Exercise – Among the lines below, restate word for word only those from the line with "Objective: locate each instance of the baseball player in" through the line with "Objective: locate each instance of the blue", with both end lines kept.

BEGIN Source records

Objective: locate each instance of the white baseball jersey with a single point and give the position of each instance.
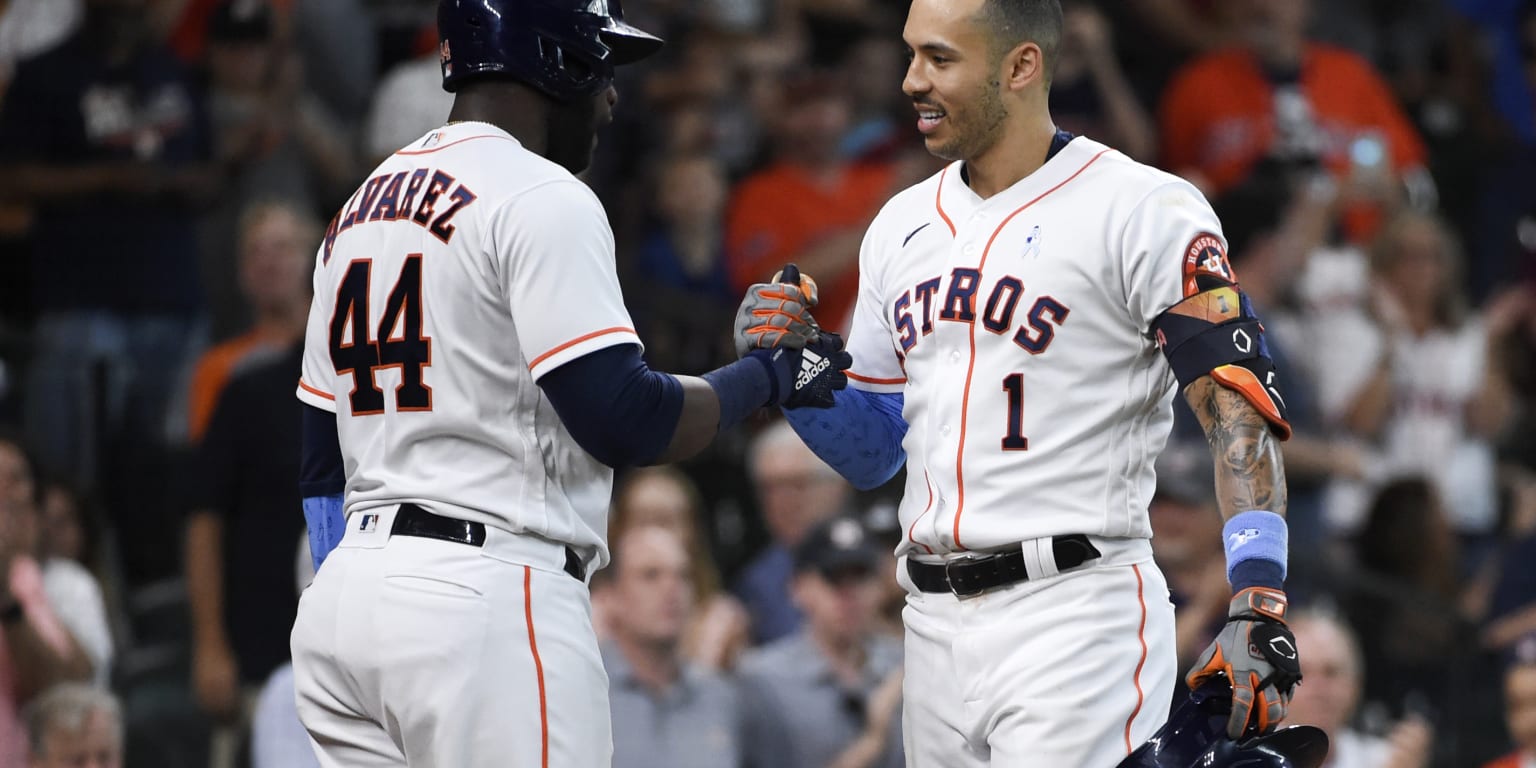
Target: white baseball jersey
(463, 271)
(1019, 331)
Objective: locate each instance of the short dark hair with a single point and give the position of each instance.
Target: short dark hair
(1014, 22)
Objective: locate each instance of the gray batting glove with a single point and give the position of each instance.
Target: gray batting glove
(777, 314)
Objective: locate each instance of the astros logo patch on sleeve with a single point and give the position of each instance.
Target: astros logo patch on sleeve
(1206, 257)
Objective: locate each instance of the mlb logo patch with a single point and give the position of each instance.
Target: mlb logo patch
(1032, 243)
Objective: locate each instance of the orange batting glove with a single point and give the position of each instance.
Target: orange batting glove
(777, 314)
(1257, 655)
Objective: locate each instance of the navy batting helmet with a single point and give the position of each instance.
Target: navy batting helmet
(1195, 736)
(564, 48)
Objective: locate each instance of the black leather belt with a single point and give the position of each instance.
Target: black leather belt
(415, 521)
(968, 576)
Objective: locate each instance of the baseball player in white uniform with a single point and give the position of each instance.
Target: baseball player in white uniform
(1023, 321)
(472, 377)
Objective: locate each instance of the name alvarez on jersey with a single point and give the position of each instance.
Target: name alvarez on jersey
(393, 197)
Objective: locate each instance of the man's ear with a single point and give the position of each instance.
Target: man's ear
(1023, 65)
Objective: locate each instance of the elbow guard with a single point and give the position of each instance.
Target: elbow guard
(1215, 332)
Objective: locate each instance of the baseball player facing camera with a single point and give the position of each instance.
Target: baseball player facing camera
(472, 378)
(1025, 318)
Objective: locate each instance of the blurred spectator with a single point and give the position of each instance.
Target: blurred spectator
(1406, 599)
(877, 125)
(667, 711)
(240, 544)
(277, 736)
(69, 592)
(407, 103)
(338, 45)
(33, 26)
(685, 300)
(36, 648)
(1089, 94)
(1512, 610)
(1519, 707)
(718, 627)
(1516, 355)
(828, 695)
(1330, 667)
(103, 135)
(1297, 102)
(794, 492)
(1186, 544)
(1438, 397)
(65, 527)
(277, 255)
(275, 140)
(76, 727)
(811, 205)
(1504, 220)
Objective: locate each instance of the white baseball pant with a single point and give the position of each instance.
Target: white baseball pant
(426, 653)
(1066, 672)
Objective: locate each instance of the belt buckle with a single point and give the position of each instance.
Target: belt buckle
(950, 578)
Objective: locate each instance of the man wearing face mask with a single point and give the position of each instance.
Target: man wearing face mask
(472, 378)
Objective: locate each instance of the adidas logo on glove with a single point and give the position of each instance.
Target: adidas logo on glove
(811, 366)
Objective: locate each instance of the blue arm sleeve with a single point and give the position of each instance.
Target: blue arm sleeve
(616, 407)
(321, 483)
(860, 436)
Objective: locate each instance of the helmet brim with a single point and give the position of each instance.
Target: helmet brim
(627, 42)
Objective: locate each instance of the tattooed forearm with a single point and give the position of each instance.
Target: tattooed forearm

END Source records
BEGIN Source records

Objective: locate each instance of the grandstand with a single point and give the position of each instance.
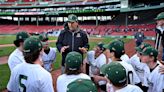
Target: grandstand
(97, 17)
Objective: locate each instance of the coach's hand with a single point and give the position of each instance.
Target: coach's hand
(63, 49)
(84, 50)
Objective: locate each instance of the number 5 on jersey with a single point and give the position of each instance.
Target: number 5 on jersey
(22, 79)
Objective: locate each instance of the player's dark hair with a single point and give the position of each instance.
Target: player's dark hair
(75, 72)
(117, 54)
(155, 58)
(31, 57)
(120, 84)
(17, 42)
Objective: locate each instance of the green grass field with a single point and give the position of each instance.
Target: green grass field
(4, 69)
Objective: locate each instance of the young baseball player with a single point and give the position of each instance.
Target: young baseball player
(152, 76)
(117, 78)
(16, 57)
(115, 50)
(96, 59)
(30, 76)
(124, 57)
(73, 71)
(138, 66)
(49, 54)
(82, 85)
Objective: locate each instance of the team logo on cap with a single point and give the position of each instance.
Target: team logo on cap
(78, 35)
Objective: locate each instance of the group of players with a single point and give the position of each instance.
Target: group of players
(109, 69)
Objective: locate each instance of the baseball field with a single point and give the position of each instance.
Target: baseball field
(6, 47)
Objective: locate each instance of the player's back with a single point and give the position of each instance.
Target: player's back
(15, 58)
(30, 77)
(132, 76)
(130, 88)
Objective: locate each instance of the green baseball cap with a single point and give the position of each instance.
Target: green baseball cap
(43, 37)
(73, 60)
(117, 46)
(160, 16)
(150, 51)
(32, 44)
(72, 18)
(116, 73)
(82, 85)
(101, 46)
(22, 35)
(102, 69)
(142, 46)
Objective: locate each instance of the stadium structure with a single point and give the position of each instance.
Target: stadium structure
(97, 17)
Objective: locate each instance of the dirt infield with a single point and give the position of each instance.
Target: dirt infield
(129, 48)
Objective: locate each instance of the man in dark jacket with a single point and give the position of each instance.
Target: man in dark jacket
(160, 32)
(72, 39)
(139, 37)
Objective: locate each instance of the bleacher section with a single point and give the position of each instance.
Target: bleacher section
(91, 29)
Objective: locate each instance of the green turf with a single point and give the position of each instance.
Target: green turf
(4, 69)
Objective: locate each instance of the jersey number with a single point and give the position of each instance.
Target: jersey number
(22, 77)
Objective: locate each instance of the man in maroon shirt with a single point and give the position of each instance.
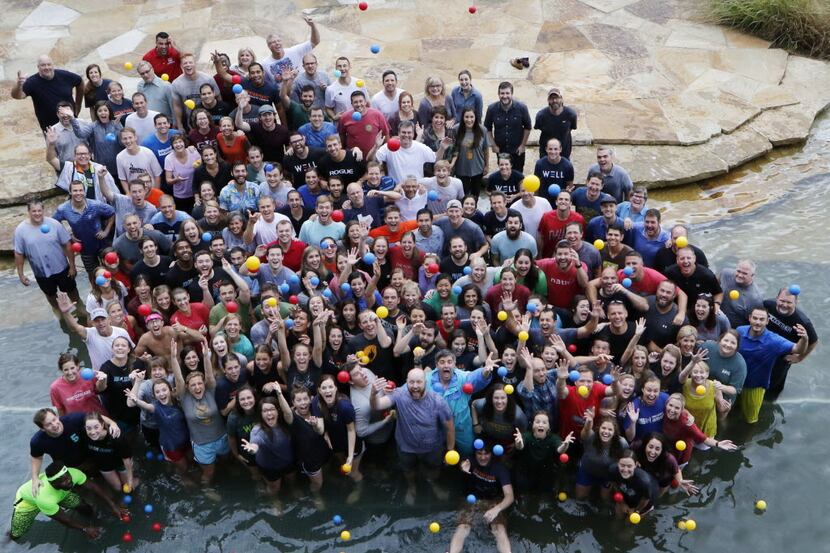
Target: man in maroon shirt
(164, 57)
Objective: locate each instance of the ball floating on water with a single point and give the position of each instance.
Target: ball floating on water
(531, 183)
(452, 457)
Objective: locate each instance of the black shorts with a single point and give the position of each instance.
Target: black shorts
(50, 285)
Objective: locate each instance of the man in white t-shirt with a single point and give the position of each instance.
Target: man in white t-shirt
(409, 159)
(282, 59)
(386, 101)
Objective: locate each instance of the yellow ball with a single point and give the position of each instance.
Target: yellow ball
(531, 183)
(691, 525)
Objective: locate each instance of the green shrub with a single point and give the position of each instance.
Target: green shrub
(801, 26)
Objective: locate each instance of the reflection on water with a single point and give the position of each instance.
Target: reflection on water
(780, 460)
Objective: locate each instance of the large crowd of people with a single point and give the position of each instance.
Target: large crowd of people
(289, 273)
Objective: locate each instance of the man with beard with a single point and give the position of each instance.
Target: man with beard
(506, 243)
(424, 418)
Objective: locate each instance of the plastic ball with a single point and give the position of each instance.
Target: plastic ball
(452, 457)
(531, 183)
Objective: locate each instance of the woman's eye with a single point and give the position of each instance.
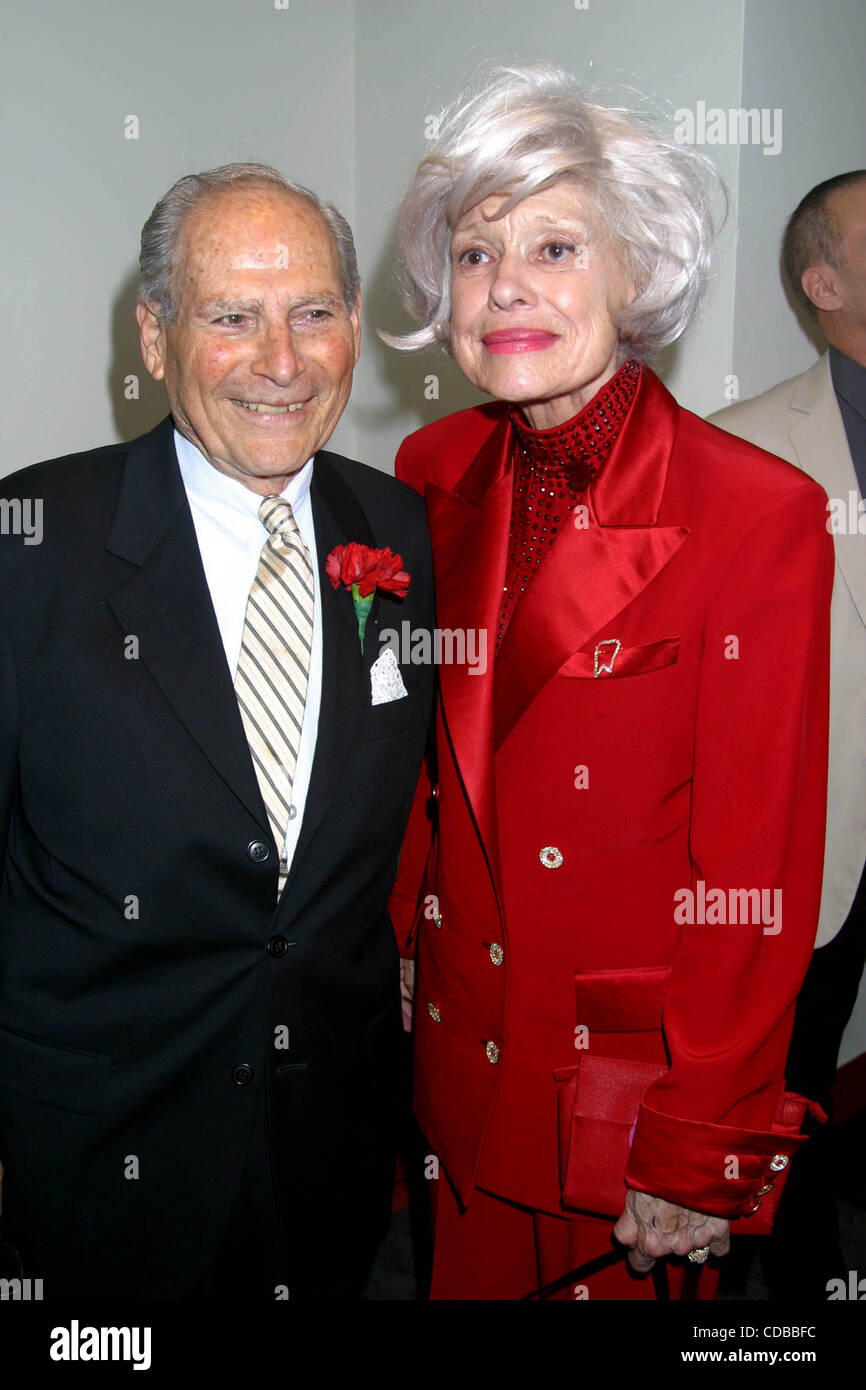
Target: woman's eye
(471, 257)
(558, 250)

END Source records

Your response –
Objective: locate each instance of the baseball player in white uniform with a single point and give the position of each instance.
Target: baseball player in white uniform
(1023, 321)
(472, 377)
Objective: locate each instance of the name alvarez on jersey with a single point and give the position of each instance.
Target: name alvarez on jersey
(393, 197)
Objective: locate each instance of the man's ear with a single point and give the position of each instance.
Target: man's ear
(1023, 65)
Objective: locate each instance of the elbow guard with a single point and give the position of each instance.
Target: elbow guard
(1215, 332)
Objective: locate each instance of the baseball player facing camera with a single point and give the position of each instance.
Target: baseball player facing camera
(472, 378)
(1025, 318)
Objective: locate each instance of the blurred spectator with a single point and give the position of each instance.
Target: blurred spectator
(1406, 599)
(877, 125)
(667, 711)
(240, 544)
(277, 736)
(69, 592)
(407, 103)
(338, 45)
(33, 26)
(685, 300)
(36, 648)
(1089, 94)
(1512, 610)
(1519, 707)
(718, 627)
(1516, 355)
(828, 695)
(1330, 667)
(103, 135)
(1297, 102)
(794, 492)
(1186, 544)
(1438, 397)
(65, 527)
(277, 255)
(275, 140)
(76, 727)
(811, 205)
(1504, 220)
Objective: locate each instance of the white baseball pant with a single point and give the position of each instance.
Target: white baseball pant
(426, 653)
(1066, 672)
Objective: locate each instance of the belt buckle with a single point and give the position of each instance.
Target: belt buckle
(950, 578)
Objective: locate each instance of the man wearing face mask with a single point and give the position of each instance.
Target: man wearing face mask
(472, 378)
Objective: locate each instance of the adidas logo on glove with a single point and give the position of each instance.
Target: adidas logo on glove
(811, 366)
Objective: locate each instance of the blue arm sleeve with a single point and give the position of each instance.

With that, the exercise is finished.